THE old playground jibe "sticks and stones may break my bones, but names will never hurt me" could easily have been coined just for Mixu Paatelainen.

The Hibs boss has found himself the target of much vitriol following his side's Homecoming Scottish Cup exit at the hands of Capital rivals Hearts, with some fans going as far as to demand that the Finn leave Easter Road either by force or through his own volition.

But, to paraphrase former Prime Minister Margaret Thatcher, Paatelainen today made it clear he is not for turning, that while he hears the voices of dissent he isn't listening.

Don't get Paatelainen wrong, he's hurting just as much as every other Hibs supporter but he remains convinced that, a year into the job, the rebuilding process he set in place when he succeeded John Collins will continue under his guidance.

The fallout after Sunday's disappointment has created an atmosphere of negativity, one which Paatelainen views, somewhat paradoxically, is borne out of fans' positive feelings for the club.

In an exclusive interview with the Evening News, he said: "The fans are desperate for Hibs to do well, as we all are. They believe, as do the supporters of every other club, that they have the God-given right to win every week. Unfortunately, football doesn't work like that.

"They think the players and me aren't disappointed when we are beaten but that is not the attitude here. Hibs are very close to my heart, everyone who knows me knows that.

"So if anyone is disappointed when we do not win it's me – and on top of that it is my job."

Twelve months into that particular post and some question whether there has been any progress made under Paatelainen, his side having fallen at the first hurdle in both cup competitions and currently sixth in the SPL table.

### To do
Translate this sentence from the article on the Hibs manager above into Spanish: "Unfortunately, football doesn't work like that."

### Record set
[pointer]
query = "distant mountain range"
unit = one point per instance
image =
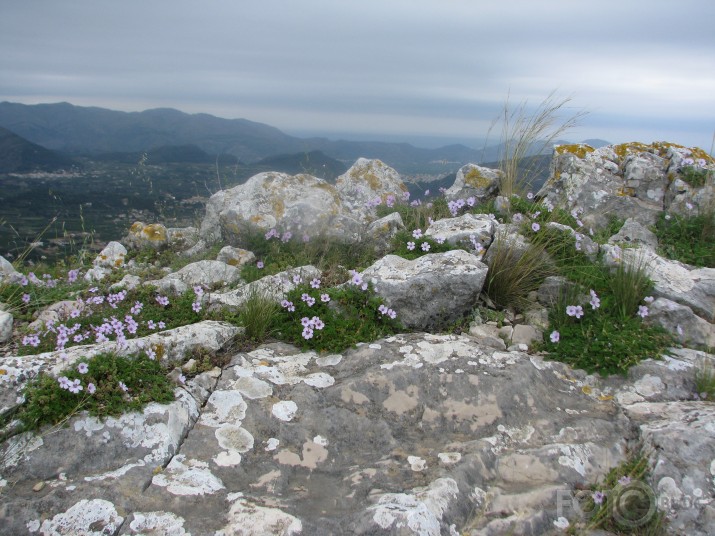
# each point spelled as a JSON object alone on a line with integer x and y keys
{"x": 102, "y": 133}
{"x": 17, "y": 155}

==

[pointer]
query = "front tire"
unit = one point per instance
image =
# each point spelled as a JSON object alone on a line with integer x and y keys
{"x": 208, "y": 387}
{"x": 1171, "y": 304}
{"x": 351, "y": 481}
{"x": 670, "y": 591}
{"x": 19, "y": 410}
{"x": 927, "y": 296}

* * *

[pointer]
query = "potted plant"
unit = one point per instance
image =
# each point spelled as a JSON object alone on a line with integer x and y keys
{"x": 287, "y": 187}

### Answer for this exercise
Por desgracia, el fútbol no funciona así.